_Aim of the exercise_
A word-for-word copy of the entries is the goal; leave out the pictures.

_Material provided_

+===+

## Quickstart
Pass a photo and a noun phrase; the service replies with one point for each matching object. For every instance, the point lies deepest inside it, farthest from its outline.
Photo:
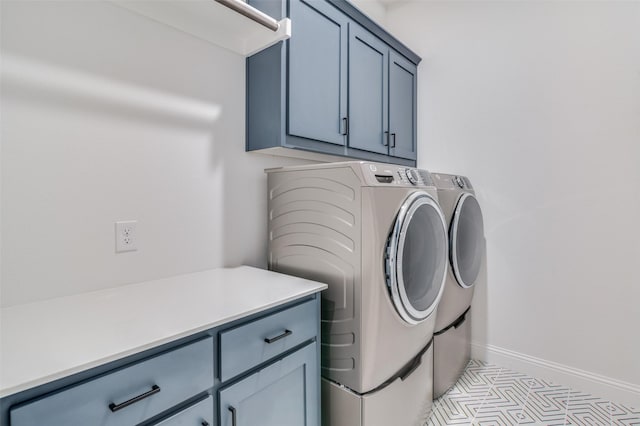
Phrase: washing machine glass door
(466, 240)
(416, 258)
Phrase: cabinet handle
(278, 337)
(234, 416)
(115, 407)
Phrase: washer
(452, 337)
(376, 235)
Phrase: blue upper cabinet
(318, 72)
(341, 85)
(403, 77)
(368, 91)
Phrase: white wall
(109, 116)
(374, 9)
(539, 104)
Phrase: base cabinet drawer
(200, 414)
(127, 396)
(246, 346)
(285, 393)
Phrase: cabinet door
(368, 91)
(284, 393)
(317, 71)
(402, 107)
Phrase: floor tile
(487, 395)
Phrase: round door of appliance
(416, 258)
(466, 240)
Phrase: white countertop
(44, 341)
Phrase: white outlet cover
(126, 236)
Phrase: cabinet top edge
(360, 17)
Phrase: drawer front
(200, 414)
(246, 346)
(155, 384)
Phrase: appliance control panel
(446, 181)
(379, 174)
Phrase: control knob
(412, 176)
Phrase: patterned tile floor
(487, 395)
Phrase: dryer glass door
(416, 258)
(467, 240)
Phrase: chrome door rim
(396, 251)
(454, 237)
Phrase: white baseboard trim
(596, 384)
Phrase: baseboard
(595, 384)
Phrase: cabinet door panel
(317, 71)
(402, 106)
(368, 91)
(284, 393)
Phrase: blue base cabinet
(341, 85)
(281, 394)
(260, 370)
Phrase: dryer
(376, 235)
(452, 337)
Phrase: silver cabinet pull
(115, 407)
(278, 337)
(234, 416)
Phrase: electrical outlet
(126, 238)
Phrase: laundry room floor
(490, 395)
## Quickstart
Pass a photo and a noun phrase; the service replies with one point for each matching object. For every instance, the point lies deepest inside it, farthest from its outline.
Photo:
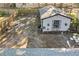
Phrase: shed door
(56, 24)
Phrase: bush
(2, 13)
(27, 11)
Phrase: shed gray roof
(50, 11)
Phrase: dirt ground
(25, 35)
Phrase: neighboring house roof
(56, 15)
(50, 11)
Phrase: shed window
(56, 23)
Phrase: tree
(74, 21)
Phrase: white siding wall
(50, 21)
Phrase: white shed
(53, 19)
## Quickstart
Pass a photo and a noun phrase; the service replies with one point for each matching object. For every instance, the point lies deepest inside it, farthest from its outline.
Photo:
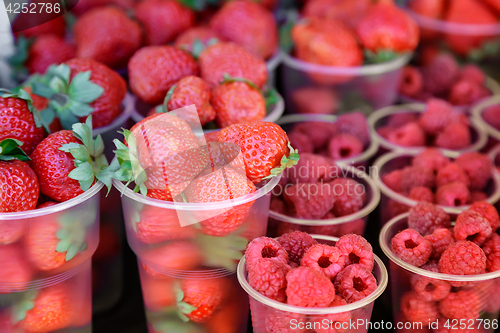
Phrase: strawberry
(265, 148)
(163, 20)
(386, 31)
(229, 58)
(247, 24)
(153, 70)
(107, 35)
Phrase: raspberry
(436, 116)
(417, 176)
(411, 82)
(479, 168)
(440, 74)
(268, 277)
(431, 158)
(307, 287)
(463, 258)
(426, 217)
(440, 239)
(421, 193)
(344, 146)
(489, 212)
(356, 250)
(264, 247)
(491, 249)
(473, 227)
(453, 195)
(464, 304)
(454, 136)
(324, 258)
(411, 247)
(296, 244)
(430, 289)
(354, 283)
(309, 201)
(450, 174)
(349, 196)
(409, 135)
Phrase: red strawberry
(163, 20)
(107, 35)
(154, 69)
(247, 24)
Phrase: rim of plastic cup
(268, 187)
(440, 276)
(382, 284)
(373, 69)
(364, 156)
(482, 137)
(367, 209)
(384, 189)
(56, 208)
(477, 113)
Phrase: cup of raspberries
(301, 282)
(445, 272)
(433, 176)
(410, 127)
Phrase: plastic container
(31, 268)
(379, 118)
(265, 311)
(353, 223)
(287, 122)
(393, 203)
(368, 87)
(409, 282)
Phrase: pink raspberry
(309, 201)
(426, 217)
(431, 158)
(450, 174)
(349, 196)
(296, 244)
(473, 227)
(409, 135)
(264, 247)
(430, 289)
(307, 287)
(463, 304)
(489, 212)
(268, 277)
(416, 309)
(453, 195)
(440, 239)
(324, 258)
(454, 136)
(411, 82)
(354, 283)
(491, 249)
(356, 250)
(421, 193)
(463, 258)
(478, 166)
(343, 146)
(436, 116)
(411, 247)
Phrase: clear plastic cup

+===+

_Written solution_
## Quickstart
Pass a photo and a noun phrase; the service replies with one point for each matching object. For every instance, the point lies deepest inside it, farthest from its outline.
Photo:
Phrase: washing machine glass door
(466, 240)
(416, 258)
Phrase: cabinet handle
(278, 337)
(234, 416)
(115, 407)
Phrase: washer
(452, 337)
(376, 235)
Phrase: blue upper cabinet
(318, 72)
(341, 85)
(403, 77)
(368, 91)
Phrase: white wall
(109, 116)
(374, 9)
(539, 104)
Phrase: base cabinet drawer
(200, 414)
(127, 396)
(246, 346)
(285, 393)
Phrase: cabinet door
(368, 91)
(284, 393)
(317, 71)
(402, 107)
Phrase: floor tile
(487, 395)
Phrase: round door of appliance
(416, 258)
(466, 240)
Phrase: white countertop
(44, 341)
Phrase: white outlet cover
(126, 236)
Phrase: cabinet top edge
(360, 17)
Phrase: drawer front
(200, 414)
(246, 346)
(155, 384)
Phrase: appliance control panel
(446, 181)
(379, 174)
Phrase: control knob
(412, 176)
Phrase: patterned tile floor
(487, 395)
Phrase: dryer glass door
(416, 258)
(467, 240)
Phrase: chrome door rim
(396, 251)
(454, 237)
Phrase: white baseboard trim
(596, 384)
Phrase: baseboard
(595, 384)
Phrase: cabinet door panel
(317, 71)
(402, 106)
(368, 91)
(284, 393)
Phrase: blue base cabinet
(341, 85)
(281, 394)
(260, 370)
Phrase: dryer
(376, 235)
(452, 337)
Phrase: silver cabinet pull
(115, 407)
(278, 337)
(234, 416)
Phrase: electrical outlet
(126, 238)
Phrase: laundry room floor
(490, 395)
## Quickstart
Pass a photo and a noun phrase; the service replies with one point for each matching object. For every instance, the point lies deepest inside it, farthest from its outline.
Photo:
Phrase: shed door
(56, 24)
Phrase: bush
(2, 13)
(27, 11)
Phrase: shed gray roof
(50, 11)
Phrase: dirt ground
(25, 35)
Phrase: neighboring house roof
(56, 15)
(50, 11)
Phrase: shed window
(56, 23)
Phrase: tree
(74, 21)
Phrase: white siding wall
(50, 21)
Phrase: white shed
(53, 19)
## Quickstart
Pass a photo and a noun phrase; the service replies with one point for each matching object. For every instance, the point lies deepest inside it, farthest from its outline.
Photo:
Phrase: strawberry
(265, 148)
(163, 20)
(386, 31)
(229, 58)
(247, 24)
(153, 70)
(107, 35)
Phrase: raspberry
(436, 116)
(417, 176)
(411, 82)
(479, 168)
(440, 74)
(268, 277)
(431, 158)
(307, 287)
(463, 258)
(426, 217)
(440, 239)
(421, 193)
(344, 146)
(489, 212)
(356, 250)
(264, 247)
(491, 249)
(473, 227)
(453, 195)
(464, 304)
(454, 136)
(324, 258)
(411, 247)
(296, 244)
(430, 289)
(354, 283)
(309, 201)
(450, 174)
(349, 196)
(409, 135)
Phrase: red strawberry
(163, 20)
(107, 35)
(154, 69)
(247, 24)
Phrase: rim of plastic cup
(268, 187)
(440, 276)
(382, 284)
(373, 69)
(364, 156)
(482, 137)
(367, 209)
(384, 189)
(56, 208)
(477, 113)
Phrase: cup of raspberries
(301, 282)
(445, 272)
(433, 176)
(410, 127)
Phrase: plastic container
(31, 268)
(379, 118)
(265, 311)
(353, 223)
(287, 122)
(393, 203)
(368, 87)
(409, 282)
Phrase: pink raspberry
(309, 201)
(426, 217)
(431, 158)
(450, 174)
(349, 196)
(296, 244)
(473, 227)
(409, 135)
(264, 247)
(430, 289)
(307, 287)
(463, 304)
(489, 212)
(268, 277)
(416, 309)
(453, 195)
(440, 239)
(324, 258)
(454, 136)
(411, 82)
(354, 283)
(491, 249)
(356, 250)
(421, 193)
(463, 258)
(478, 166)
(343, 146)
(436, 116)
(411, 247)
Phrase: clear plastic cup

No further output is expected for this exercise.